## Problem description
An identical copy of the data below is needed.
[[ Dataset content, beginning ]]
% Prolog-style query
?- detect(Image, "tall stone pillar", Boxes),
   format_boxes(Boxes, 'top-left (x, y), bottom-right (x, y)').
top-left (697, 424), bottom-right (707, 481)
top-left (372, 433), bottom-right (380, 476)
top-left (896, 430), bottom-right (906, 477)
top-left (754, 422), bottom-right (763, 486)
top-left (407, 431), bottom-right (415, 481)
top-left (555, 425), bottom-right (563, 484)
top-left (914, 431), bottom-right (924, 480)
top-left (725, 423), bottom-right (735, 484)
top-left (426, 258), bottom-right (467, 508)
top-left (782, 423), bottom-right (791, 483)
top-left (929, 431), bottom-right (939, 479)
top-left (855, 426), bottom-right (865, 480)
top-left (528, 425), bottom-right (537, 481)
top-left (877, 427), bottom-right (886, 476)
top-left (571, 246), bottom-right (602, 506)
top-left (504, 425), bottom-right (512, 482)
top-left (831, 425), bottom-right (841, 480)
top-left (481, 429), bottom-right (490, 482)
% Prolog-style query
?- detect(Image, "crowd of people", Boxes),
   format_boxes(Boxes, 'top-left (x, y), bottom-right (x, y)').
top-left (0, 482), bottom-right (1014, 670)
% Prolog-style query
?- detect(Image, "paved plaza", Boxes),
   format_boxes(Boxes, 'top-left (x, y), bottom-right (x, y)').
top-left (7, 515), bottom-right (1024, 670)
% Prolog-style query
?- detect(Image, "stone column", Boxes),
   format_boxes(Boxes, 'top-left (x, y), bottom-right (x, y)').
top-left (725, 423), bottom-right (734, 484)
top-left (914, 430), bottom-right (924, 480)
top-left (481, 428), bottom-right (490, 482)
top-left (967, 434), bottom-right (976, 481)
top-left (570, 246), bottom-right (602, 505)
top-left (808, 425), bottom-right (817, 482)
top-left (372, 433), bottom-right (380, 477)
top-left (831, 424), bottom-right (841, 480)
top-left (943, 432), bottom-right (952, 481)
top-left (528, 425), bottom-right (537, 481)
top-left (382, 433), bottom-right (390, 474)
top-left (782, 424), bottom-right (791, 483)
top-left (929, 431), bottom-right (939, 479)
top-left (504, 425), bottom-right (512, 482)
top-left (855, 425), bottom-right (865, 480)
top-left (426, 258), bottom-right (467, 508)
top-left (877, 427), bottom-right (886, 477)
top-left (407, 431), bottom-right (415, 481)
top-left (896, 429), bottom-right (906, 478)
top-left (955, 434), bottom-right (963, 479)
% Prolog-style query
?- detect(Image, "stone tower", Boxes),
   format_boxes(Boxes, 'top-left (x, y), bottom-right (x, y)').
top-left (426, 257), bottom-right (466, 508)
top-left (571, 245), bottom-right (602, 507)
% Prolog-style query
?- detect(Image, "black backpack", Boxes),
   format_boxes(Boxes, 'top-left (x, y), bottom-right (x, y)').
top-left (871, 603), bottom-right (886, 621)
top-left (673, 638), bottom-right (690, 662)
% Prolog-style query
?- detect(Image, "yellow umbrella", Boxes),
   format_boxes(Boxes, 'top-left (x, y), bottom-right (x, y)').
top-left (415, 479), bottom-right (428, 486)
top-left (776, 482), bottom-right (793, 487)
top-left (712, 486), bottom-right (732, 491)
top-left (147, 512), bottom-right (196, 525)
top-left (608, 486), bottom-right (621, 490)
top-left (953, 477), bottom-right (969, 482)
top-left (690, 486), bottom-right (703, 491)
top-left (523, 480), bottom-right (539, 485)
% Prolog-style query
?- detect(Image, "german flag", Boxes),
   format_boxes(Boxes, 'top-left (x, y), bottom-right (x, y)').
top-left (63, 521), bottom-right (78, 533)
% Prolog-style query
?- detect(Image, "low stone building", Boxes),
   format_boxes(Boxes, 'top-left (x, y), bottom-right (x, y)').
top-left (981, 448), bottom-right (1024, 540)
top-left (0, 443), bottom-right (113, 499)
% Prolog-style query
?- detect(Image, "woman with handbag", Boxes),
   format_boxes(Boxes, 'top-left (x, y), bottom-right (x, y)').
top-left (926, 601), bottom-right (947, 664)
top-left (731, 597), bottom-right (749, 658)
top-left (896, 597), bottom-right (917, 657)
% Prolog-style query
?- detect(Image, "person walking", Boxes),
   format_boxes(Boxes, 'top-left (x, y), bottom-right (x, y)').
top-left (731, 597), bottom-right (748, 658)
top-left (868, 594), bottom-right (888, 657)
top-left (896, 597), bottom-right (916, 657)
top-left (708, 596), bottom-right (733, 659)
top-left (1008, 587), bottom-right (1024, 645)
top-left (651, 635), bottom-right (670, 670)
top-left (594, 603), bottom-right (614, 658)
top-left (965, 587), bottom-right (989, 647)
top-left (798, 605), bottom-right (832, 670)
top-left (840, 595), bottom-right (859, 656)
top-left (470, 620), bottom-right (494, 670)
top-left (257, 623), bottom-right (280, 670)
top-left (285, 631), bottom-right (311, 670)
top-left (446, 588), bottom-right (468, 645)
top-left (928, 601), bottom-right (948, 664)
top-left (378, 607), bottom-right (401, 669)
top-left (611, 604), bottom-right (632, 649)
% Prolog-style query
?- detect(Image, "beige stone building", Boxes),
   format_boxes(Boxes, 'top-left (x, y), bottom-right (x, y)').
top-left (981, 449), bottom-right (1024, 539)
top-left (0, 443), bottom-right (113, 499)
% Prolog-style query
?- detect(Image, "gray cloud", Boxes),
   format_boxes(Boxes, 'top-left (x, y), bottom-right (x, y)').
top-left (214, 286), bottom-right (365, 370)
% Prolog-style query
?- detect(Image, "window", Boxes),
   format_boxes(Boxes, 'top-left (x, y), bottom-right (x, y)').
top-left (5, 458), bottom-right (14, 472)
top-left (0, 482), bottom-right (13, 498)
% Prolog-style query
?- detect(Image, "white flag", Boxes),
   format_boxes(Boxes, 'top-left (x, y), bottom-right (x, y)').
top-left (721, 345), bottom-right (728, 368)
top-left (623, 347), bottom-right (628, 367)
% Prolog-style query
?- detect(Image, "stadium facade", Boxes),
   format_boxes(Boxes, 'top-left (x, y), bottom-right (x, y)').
[[ Dataset content, end ]]
## Reply
% Prolog-style query
?- detect(Image, "tall stone pillar", Boxes),
   format_boxes(Boxes, 'top-left (x, y), bottom-right (x, y)').
top-left (697, 424), bottom-right (707, 481)
top-left (372, 433), bottom-right (380, 476)
top-left (896, 430), bottom-right (906, 477)
top-left (754, 422), bottom-right (763, 486)
top-left (407, 431), bottom-right (415, 481)
top-left (555, 425), bottom-right (563, 484)
top-left (914, 431), bottom-right (924, 480)
top-left (725, 423), bottom-right (735, 484)
top-left (426, 258), bottom-right (467, 508)
top-left (782, 423), bottom-right (791, 483)
top-left (929, 431), bottom-right (939, 479)
top-left (855, 426), bottom-right (865, 480)
top-left (528, 425), bottom-right (537, 481)
top-left (877, 427), bottom-right (886, 476)
top-left (571, 246), bottom-right (602, 506)
top-left (504, 425), bottom-right (512, 482)
top-left (831, 425), bottom-right (841, 480)
top-left (481, 429), bottom-right (490, 482)
% Prolog-style query
?- detect(Image, "crowd of people", Boxes),
   format_boxes(Boxes, 'top-left (x, y), bottom-right (x, y)').
top-left (0, 482), bottom-right (1014, 670)
% Prolog-style query
?- detect(Image, "paved plaza", Boxes),
   format_boxes(Boxes, 'top-left (x, y), bottom-right (x, y)').
top-left (7, 515), bottom-right (1024, 670)
% Prolog-style query
?- detect(Image, "stone column", Boxes),
   format_boxes(Boxes, 'top-left (x, y), bottom-right (x, y)').
top-left (725, 423), bottom-right (734, 484)
top-left (914, 430), bottom-right (924, 480)
top-left (481, 428), bottom-right (490, 482)
top-left (967, 434), bottom-right (976, 481)
top-left (570, 246), bottom-right (602, 505)
top-left (808, 425), bottom-right (817, 482)
top-left (372, 433), bottom-right (380, 477)
top-left (831, 424), bottom-right (841, 480)
top-left (943, 432), bottom-right (952, 481)
top-left (528, 425), bottom-right (537, 481)
top-left (382, 433), bottom-right (390, 474)
top-left (782, 424), bottom-right (791, 483)
top-left (929, 431), bottom-right (939, 479)
top-left (504, 425), bottom-right (512, 482)
top-left (855, 425), bottom-right (865, 480)
top-left (426, 258), bottom-right (467, 508)
top-left (877, 427), bottom-right (886, 477)
top-left (407, 431), bottom-right (415, 481)
top-left (896, 429), bottom-right (906, 478)
top-left (955, 434), bottom-right (963, 479)
% Prolog-style query
?- detect(Image, "stone tower", Boxes),
   format_boxes(Boxes, 'top-left (x, y), bottom-right (x, y)').
top-left (426, 257), bottom-right (466, 508)
top-left (571, 245), bottom-right (602, 507)
% Prolog-style query
?- detect(Image, "black backpack", Boxes),
   format_boxes(Boxes, 'top-left (x, y), bottom-right (x, y)').
top-left (871, 603), bottom-right (886, 621)
top-left (673, 638), bottom-right (690, 662)
% Prolog-style query
?- detect(Image, "yellow umbrella", Boxes),
   format_boxes(Boxes, 'top-left (x, y), bottom-right (x, y)').
top-left (415, 479), bottom-right (428, 486)
top-left (776, 482), bottom-right (793, 487)
top-left (712, 486), bottom-right (732, 491)
top-left (147, 512), bottom-right (196, 525)
top-left (608, 486), bottom-right (621, 490)
top-left (953, 477), bottom-right (969, 482)
top-left (690, 486), bottom-right (703, 491)
top-left (523, 480), bottom-right (539, 485)
% Prolog-style query
?- detect(Image, "german flag", Boxes),
   format_boxes(Boxes, 'top-left (x, y), bottom-right (x, y)').
top-left (63, 521), bottom-right (78, 533)
% Prolog-style query
?- detect(Image, "low stone building", Boxes),
   format_boxes(Boxes, 'top-left (x, y), bottom-right (x, y)').
top-left (981, 448), bottom-right (1024, 540)
top-left (0, 443), bottom-right (113, 499)
% Prolog-style query
?- detect(Image, "woman with handbag", Boxes),
   format_boxes(Boxes, 'top-left (x, y), bottom-right (x, y)').
top-left (926, 601), bottom-right (947, 664)
top-left (731, 597), bottom-right (749, 658)
top-left (896, 597), bottom-right (917, 657)
% Prolog-style query
?- detect(Image, "person walking", Boxes),
   format_boxes(Boxes, 'top-left (x, y), bottom-right (x, y)').
top-left (731, 597), bottom-right (748, 658)
top-left (868, 594), bottom-right (888, 657)
top-left (896, 597), bottom-right (916, 657)
top-left (708, 596), bottom-right (733, 659)
top-left (1008, 587), bottom-right (1024, 645)
top-left (651, 635), bottom-right (670, 670)
top-left (594, 603), bottom-right (614, 658)
top-left (965, 587), bottom-right (989, 647)
top-left (798, 605), bottom-right (832, 670)
top-left (840, 595), bottom-right (859, 656)
top-left (470, 620), bottom-right (494, 670)
top-left (257, 623), bottom-right (280, 670)
top-left (285, 631), bottom-right (311, 670)
top-left (446, 588), bottom-right (468, 645)
top-left (928, 601), bottom-right (948, 664)
top-left (378, 607), bottom-right (401, 669)
top-left (611, 604), bottom-right (632, 649)
% Prolog-style query
?- detect(Image, "beige stone building", Boxes),
   format_boxes(Boxes, 'top-left (x, y), bottom-right (x, y)').
top-left (981, 449), bottom-right (1024, 539)
top-left (0, 443), bottom-right (113, 499)
% Prolog-style query
?- detect(Image, "gray cloud", Boxes),
   format_boxes(Boxes, 'top-left (x, y), bottom-right (x, y)').
top-left (214, 286), bottom-right (365, 370)
% Prolog-style query
?- detect(Image, "window", Boxes),
   format_boxes(Boxes, 'top-left (x, y), bottom-right (x, y)').
top-left (5, 458), bottom-right (14, 472)
top-left (0, 482), bottom-right (13, 498)
% Prolog-style query
?- detect(Image, "white flag", Boxes),
   format_boxes(Boxes, 'top-left (x, y), bottom-right (x, y)').
top-left (721, 345), bottom-right (728, 368)
top-left (623, 347), bottom-right (628, 367)
% Prolog-style query
?- detect(Image, "stadium facade", Boxes),
   format_boxes(Boxes, 'top-left (x, y), bottom-right (x, y)').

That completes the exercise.